▶ [AIM OF THE EXERCISE]:
Could you quote every one of the entries below word for word, leaving the pictures out?

***

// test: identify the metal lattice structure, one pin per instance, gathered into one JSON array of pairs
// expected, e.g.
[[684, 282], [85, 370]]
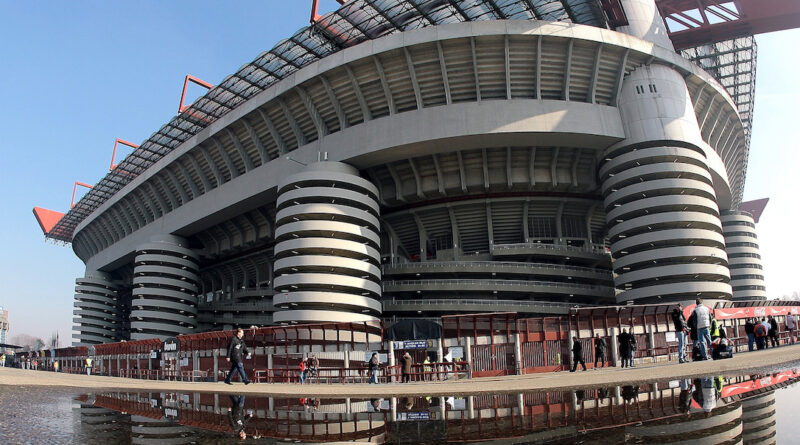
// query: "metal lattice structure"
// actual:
[[353, 23], [733, 63]]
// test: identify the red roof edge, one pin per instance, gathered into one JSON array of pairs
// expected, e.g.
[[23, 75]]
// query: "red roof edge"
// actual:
[[755, 207], [47, 219]]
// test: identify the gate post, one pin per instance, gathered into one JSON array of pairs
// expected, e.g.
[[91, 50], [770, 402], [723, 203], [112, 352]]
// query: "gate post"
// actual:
[[468, 354], [391, 365], [215, 354], [517, 354], [614, 347]]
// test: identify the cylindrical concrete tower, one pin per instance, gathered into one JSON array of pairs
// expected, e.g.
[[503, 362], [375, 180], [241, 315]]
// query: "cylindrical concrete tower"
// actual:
[[661, 209], [661, 206], [165, 286], [97, 318], [327, 251], [741, 243]]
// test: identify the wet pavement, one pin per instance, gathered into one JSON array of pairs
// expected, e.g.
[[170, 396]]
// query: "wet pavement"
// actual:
[[703, 409]]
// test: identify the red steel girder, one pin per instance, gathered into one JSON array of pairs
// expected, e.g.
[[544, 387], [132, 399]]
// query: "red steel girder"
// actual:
[[715, 20]]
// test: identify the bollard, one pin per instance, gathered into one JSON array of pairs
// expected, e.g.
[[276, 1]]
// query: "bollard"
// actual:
[[391, 366], [468, 355], [614, 347]]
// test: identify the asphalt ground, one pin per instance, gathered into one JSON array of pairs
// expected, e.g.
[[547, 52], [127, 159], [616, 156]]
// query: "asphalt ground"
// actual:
[[773, 359]]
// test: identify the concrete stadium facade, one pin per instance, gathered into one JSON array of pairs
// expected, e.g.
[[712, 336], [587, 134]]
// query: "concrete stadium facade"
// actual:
[[502, 165]]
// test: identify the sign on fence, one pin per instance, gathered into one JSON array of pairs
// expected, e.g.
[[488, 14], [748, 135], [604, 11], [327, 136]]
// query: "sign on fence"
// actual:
[[413, 344]]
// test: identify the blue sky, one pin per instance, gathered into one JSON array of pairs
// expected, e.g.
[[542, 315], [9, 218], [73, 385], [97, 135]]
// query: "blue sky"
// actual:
[[77, 75]]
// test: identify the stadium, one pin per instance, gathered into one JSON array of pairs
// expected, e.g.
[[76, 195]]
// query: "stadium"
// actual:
[[418, 158]]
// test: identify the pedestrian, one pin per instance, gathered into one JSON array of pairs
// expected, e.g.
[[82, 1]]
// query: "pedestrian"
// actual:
[[679, 324], [624, 347], [426, 369], [577, 355], [791, 325], [374, 366], [767, 326], [749, 329], [632, 350], [773, 332], [599, 350], [302, 371], [236, 352], [406, 370], [761, 330], [700, 322]]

***

▶ [EXPECTED ANSWER]:
// test: identify the metal lattice structure, one pin per instance, gathered into one JSON array of pairs
// expected, e.g.
[[684, 282], [85, 370]]
// query: "metal lattice structure"
// actual:
[[353, 23], [733, 63]]
// test: identify the red roof edge, one pin per instance, gathered into one JSON array of pairs
// expected, e.g.
[[23, 75]]
// query: "red roof edge"
// actual:
[[755, 207], [47, 219]]
// test: identify the gate post, one pin per instance, gathered into one JSON array of pairs
// expected, e.g.
[[91, 50], [770, 402], [723, 203], [112, 352]]
// query: "gate post"
// actual:
[[468, 354], [391, 365], [215, 354], [517, 354], [614, 347]]
// test: identify the cylindrical concrete tower, one pin per instance, gathered into one JSON array of pairs
// expected, e.g.
[[503, 362], [375, 180], [241, 315]]
// query: "cylindrical concrete tower"
// actual:
[[661, 209], [661, 206], [165, 286], [97, 318], [327, 251], [741, 243]]
// test: identify the wet pavement, one pin per instance, gathered into one JSON array of pairs
// expected, e.g.
[[170, 396]]
// query: "wet pavement"
// actual:
[[703, 409]]
// test: identify the red steel girder, one pin per instance, gathered into one JSON array of pairs
// expected, e.g.
[[544, 387], [132, 399]]
// query: "red steel girder"
// actual:
[[715, 20]]
// test: identify the bollard, one pin per instance, gathered into one JSON array of pairs
// expected, e.g.
[[276, 1]]
// query: "bollard"
// actual:
[[391, 366], [468, 355], [614, 347]]
// test: identify the asphalt ground, one pin per instance, gathered into one JSON array of pairs
// expected, e.g.
[[547, 52], [127, 159], [616, 156]]
// query: "asphalt ground"
// actual:
[[773, 359]]
// test: identify the concrete stadium facade, one pin per instance, gathered into one JSON array of pairs
// expected, e.g.
[[712, 336], [587, 134]]
// query: "concrete stadium facade"
// actual:
[[502, 165]]
// test: identify the sign on fence, one pin per instance, gathered into one JSON array of pairs
// expected, e.g.
[[488, 14], [748, 135], [604, 11], [327, 136]]
// query: "sign on fence"
// actual:
[[413, 344]]
// test: identify the blue sky, one pin per instance, gathered into one JSON array of pairs
// expected, e.g.
[[542, 315], [9, 218], [73, 385], [97, 135]]
// query: "blue sky"
// actual:
[[77, 75]]
// test: identify the stadium, one pin per instance, gathered into one JSON array of pairs
// expected, e.g.
[[76, 195]]
// query: "stadium"
// actual:
[[418, 158]]
// test: identify the pedestrian, one pin per instance, gathered into one JSON array of pairs
// expected, e.g.
[[82, 1]]
// query: "pedestrian"
// actual:
[[679, 324], [624, 347], [426, 369], [577, 355], [791, 325], [374, 366], [767, 326], [749, 329], [632, 350], [773, 332], [599, 350], [302, 371], [236, 352], [406, 370], [761, 330], [700, 322]]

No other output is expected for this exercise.